▶ [Recorded information]:
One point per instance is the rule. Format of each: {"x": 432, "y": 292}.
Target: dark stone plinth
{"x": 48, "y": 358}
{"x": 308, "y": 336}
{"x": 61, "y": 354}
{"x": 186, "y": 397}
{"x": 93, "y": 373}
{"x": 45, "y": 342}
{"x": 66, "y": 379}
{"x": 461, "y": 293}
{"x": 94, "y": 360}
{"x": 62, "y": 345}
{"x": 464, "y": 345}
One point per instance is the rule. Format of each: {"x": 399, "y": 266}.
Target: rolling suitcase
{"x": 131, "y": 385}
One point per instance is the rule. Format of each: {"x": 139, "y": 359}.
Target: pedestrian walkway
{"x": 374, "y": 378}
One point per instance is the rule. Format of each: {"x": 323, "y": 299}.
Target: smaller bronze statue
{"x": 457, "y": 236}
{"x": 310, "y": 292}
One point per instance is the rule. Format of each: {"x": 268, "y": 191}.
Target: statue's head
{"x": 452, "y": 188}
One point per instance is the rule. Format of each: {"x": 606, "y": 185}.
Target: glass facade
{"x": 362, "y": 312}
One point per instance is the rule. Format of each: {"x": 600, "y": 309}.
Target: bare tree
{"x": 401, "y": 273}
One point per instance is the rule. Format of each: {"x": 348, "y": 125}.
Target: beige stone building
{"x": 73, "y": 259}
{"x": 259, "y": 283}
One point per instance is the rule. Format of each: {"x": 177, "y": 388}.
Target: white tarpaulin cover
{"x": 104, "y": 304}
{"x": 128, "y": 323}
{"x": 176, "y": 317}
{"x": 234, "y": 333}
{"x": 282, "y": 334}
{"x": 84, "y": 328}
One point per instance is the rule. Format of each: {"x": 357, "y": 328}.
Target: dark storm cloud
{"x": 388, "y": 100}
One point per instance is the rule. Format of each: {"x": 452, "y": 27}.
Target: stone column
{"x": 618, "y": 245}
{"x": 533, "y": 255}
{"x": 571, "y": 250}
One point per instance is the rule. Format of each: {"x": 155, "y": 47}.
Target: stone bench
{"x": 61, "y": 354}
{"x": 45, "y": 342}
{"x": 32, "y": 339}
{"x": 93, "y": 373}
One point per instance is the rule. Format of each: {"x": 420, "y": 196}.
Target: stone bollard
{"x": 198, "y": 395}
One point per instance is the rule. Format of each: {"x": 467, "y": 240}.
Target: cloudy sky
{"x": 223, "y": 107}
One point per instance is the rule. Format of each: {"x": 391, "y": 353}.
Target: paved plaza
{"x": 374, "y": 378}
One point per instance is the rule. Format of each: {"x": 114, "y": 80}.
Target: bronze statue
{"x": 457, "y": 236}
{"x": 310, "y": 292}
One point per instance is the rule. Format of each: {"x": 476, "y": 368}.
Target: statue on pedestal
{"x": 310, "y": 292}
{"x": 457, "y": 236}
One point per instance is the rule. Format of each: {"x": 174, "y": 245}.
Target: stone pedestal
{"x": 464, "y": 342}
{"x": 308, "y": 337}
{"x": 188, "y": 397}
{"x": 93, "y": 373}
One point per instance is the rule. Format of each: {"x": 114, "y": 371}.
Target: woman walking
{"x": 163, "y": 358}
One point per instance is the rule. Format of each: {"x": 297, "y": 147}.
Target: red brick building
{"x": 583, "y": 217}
--
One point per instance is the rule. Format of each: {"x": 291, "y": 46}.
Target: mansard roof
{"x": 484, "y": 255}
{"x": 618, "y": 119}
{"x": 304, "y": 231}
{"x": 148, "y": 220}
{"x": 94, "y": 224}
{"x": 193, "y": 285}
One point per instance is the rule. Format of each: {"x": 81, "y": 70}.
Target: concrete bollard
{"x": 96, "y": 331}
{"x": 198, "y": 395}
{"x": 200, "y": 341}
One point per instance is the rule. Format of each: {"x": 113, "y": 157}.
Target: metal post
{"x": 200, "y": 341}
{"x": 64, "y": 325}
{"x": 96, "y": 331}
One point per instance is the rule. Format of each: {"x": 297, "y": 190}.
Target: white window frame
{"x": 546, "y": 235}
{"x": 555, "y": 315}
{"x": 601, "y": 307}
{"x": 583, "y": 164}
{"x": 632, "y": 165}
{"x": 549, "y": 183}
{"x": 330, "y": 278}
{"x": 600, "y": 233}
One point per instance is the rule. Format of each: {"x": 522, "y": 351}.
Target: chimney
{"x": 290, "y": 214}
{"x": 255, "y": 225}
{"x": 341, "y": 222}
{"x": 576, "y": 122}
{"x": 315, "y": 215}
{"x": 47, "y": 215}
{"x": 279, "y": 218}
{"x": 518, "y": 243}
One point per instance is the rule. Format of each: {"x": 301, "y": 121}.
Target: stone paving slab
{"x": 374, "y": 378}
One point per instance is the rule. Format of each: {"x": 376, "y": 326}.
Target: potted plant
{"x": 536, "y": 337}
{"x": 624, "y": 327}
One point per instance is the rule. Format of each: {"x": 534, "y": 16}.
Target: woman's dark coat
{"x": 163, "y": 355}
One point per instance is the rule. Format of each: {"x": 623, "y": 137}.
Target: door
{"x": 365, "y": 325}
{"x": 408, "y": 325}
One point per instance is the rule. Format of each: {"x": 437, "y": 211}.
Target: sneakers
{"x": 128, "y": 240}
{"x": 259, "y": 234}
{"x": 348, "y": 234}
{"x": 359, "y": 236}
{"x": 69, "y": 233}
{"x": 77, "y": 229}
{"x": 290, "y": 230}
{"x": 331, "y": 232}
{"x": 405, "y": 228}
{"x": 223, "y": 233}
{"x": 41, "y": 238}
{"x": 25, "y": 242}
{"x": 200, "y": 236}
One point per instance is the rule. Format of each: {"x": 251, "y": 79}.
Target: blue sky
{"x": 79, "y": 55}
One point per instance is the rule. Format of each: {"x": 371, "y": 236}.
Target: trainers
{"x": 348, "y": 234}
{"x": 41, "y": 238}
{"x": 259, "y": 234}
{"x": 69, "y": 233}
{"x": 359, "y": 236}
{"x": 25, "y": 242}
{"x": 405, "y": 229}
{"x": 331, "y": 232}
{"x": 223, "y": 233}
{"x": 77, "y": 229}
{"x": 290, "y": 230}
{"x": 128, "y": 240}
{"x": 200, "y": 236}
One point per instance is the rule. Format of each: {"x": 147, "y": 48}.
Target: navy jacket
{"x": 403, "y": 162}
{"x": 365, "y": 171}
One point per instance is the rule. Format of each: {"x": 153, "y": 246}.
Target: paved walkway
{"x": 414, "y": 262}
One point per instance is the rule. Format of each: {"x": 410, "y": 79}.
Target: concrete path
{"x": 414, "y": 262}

▶ [What is asked]: Collect and copy out every line of the listing above that contains the word "statue".

▶ [Result of the task]:
Target: smaller bronze statue
Target: statue's head
Target: bronze statue
Target: statue on pedestal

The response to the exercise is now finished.